Saved entries:
☆ ☆ ☆ ☆
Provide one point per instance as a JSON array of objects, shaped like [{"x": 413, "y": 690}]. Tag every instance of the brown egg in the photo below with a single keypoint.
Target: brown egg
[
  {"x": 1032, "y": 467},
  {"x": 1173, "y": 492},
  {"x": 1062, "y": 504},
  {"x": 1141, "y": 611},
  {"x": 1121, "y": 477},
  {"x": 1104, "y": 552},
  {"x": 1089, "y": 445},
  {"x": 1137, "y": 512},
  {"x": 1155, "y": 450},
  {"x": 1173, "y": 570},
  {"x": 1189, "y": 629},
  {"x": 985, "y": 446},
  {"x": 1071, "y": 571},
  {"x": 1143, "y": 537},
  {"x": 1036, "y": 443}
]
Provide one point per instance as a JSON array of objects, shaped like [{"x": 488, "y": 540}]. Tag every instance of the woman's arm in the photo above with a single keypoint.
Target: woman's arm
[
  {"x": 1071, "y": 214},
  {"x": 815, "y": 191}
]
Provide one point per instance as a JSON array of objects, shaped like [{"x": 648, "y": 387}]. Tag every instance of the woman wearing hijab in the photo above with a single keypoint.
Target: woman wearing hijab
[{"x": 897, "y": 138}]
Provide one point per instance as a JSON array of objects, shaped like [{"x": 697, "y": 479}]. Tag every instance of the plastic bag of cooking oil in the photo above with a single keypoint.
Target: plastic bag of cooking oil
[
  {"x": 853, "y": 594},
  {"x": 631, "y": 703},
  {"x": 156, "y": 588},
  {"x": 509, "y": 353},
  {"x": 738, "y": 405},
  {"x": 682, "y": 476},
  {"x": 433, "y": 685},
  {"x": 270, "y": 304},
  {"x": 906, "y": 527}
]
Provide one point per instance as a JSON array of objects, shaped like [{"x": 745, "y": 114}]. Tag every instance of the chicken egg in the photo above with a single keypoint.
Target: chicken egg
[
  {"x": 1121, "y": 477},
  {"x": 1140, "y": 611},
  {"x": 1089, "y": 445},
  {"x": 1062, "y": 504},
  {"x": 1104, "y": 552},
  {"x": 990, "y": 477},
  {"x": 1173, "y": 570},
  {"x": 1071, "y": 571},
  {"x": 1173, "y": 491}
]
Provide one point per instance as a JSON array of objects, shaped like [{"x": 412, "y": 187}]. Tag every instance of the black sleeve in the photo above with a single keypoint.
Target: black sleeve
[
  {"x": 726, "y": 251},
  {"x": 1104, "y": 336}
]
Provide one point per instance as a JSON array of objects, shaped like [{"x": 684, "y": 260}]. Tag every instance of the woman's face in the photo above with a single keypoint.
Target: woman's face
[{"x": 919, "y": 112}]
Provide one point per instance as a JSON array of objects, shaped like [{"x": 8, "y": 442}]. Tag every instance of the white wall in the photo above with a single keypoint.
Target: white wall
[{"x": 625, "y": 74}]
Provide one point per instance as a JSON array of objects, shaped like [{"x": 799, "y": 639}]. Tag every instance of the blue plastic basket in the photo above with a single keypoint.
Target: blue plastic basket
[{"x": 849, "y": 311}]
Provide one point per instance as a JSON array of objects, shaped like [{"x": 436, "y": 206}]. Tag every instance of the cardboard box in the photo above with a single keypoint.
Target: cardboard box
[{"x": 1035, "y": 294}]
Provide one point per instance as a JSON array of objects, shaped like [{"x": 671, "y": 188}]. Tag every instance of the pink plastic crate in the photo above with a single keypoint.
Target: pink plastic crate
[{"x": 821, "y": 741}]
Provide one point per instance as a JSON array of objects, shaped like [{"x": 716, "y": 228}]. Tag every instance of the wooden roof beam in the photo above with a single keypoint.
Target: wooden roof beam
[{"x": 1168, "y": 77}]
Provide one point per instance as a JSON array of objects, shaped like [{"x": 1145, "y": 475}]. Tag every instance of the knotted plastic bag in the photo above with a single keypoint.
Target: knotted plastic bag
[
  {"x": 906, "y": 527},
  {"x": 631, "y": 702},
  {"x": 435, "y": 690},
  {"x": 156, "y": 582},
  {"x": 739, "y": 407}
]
☆ ☆ ☆ ☆
Emit an exact copy of the lines spanning the start of the records to the line containing "of the black", inclusive, and no other output.

[YOUR RESPONSE]:
Provide one point per instance as a JSON array of objects, shaped like [{"x": 413, "y": 690}]. Tag every instance of the brown egg in the photo below with a single keypoint.
Target: brown egg
[
  {"x": 1032, "y": 467},
  {"x": 1173, "y": 492},
  {"x": 1062, "y": 504},
  {"x": 1141, "y": 611},
  {"x": 1121, "y": 477},
  {"x": 1104, "y": 552},
  {"x": 1089, "y": 445},
  {"x": 1137, "y": 512},
  {"x": 1155, "y": 450},
  {"x": 1173, "y": 570},
  {"x": 1189, "y": 629},
  {"x": 985, "y": 446},
  {"x": 1071, "y": 571},
  {"x": 1143, "y": 537},
  {"x": 1036, "y": 443}
]
Provide one point per instance as a JSON array of objects, shaped like [{"x": 488, "y": 540}]. Tag every instance of the woman's arm in the photo above with a single keypoint.
Target: woman's arm
[
  {"x": 1071, "y": 214},
  {"x": 815, "y": 191}
]
Provide one point per instance as a JSON array of objects, shaped like [{"x": 648, "y": 387}]. Tag every instance of the woman wearing hijab in the photo above with a single keypoint.
Target: woman wearing hijab
[{"x": 897, "y": 138}]
Provide one point per instance as a JSON array of objects, shaped like [{"x": 697, "y": 479}]. Tag every instance of the plastic bag of cooking oil in the photo above with a single keypoint.
Target: plastic bag of cooking oil
[
  {"x": 853, "y": 594},
  {"x": 631, "y": 703},
  {"x": 156, "y": 588},
  {"x": 509, "y": 353},
  {"x": 738, "y": 405},
  {"x": 682, "y": 476},
  {"x": 433, "y": 685},
  {"x": 270, "y": 304},
  {"x": 906, "y": 527}
]
Provide one point per instance as a JSON array of objects, shaped like [{"x": 745, "y": 114}]. Tag every instance of the chicken egg in the photo above with a single keypoint.
Target: chicken egg
[
  {"x": 1121, "y": 477},
  {"x": 1140, "y": 611},
  {"x": 1089, "y": 445},
  {"x": 1062, "y": 504},
  {"x": 1104, "y": 552},
  {"x": 990, "y": 477},
  {"x": 1173, "y": 570},
  {"x": 1071, "y": 571},
  {"x": 1173, "y": 491}
]
Provide one point per instance as a JSON array of objects, shaped like [{"x": 412, "y": 187}]. Tag every instance of the black sleeve in the photo above with a single keypoint.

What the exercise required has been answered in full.